Exercise –
Arrange the lines from the one containing "In this exercise you will pick out the shadow" through the last line as a Markdown table with the columns No. and Line, numbering the rows and leaving out blank lines.
━━ Data provided
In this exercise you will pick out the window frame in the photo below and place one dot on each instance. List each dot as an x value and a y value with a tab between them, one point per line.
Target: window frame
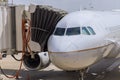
91	32
59	28
72	34
86	29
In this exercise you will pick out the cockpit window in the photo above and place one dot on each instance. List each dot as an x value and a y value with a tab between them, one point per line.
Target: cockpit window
91	30
59	31
85	31
73	31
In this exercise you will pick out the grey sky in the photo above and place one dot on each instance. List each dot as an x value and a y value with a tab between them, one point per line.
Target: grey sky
68	5
75	5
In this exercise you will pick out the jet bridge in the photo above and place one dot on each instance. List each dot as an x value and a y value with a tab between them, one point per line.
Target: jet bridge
44	20
27	32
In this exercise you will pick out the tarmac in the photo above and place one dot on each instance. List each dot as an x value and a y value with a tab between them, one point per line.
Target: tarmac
10	66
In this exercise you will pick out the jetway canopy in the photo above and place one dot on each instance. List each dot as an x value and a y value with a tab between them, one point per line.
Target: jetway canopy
44	20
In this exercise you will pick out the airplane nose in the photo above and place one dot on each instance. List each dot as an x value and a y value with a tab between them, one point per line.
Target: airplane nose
60	44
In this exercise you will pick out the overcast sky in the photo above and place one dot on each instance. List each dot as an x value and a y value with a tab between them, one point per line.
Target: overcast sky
68	5
75	5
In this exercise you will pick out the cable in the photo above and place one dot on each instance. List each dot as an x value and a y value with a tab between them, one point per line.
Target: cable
16	58
25	41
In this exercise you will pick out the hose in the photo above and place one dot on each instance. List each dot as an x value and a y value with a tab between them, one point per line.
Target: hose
25	39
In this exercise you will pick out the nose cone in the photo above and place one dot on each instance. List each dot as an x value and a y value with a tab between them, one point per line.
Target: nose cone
60	44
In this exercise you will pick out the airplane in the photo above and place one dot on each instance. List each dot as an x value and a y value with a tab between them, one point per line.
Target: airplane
83	38
78	40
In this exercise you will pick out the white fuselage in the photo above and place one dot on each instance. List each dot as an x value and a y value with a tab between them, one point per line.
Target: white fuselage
82	38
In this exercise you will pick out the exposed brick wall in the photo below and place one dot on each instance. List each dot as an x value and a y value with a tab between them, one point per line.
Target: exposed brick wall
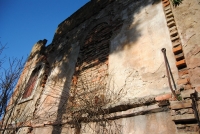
92	63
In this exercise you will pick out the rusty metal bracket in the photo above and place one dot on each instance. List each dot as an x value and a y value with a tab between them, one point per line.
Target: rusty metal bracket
167	69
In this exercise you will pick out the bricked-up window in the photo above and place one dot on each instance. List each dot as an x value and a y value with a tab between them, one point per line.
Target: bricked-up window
92	62
31	83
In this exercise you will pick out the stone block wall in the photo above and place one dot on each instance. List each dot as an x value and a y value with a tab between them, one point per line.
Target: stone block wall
112	48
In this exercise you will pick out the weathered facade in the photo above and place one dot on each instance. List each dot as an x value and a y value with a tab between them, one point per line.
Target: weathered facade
104	72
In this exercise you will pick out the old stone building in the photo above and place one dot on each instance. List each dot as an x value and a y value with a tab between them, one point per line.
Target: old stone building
104	72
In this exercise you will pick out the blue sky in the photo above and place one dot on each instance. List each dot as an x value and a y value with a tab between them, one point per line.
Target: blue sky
24	22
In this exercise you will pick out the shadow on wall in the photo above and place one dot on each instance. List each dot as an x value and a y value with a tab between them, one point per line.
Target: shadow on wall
67	55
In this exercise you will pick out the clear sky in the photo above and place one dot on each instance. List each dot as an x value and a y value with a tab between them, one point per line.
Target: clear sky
24	22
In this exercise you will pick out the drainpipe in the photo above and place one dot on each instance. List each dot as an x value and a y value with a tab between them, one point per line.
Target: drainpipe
168	76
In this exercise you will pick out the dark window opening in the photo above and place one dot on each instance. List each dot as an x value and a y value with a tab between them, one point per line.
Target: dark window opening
31	83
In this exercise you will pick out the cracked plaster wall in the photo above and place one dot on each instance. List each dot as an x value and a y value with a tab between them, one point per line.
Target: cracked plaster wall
187	17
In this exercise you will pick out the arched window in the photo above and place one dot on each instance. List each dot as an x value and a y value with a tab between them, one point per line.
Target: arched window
31	82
━━━━
Complete answer –
| No. | Line |
|---|---|
| 1 | In this exercise you will pick out the shadow on wall in the photo above and place one dot on each instance. List each dot as an x value and a y value with a tab between them, one point per line. |
| 2 | Target: shadow on wall |
| 3 | 67	55 |
| 4 | In this exercise you will pick out the clear sky in the photo above and place one dot on each instance. List each dot as an x value and a y value with a tab between them, one point per line. |
| 5 | Target: clear sky |
| 6 | 24	22 |
| 7 | In this exercise you will pick out the drainpipe in the photo above and place one dot on each instance. List each dot as an x value and a y value with a tab between them, one point per line. |
| 8 | Target: drainpipe |
| 9 | 168	76 |
| 10 | In this exercise you will pick out the dark window opening in the photo above and place one dot on each instance. List each dot as an x value and a y value with a tab between them, one point per line. |
| 11 | Target: dark window opening |
| 12 | 31	83 |
| 13 | In this exercise you will pick out the cracked plaster wall in the photo above and place one dot on each instance. List each dot as an x value and a y value with a tab between them, one point per line. |
| 14 | Target: cracked plaster wall |
| 15 | 187	17 |
| 16 | In this exercise you will pick out the arched window in the photo above and place one dot on each instance. List each dot as an x value and a y value with a tab between them, one point per line. |
| 17 | Target: arched window |
| 18 | 31	82 |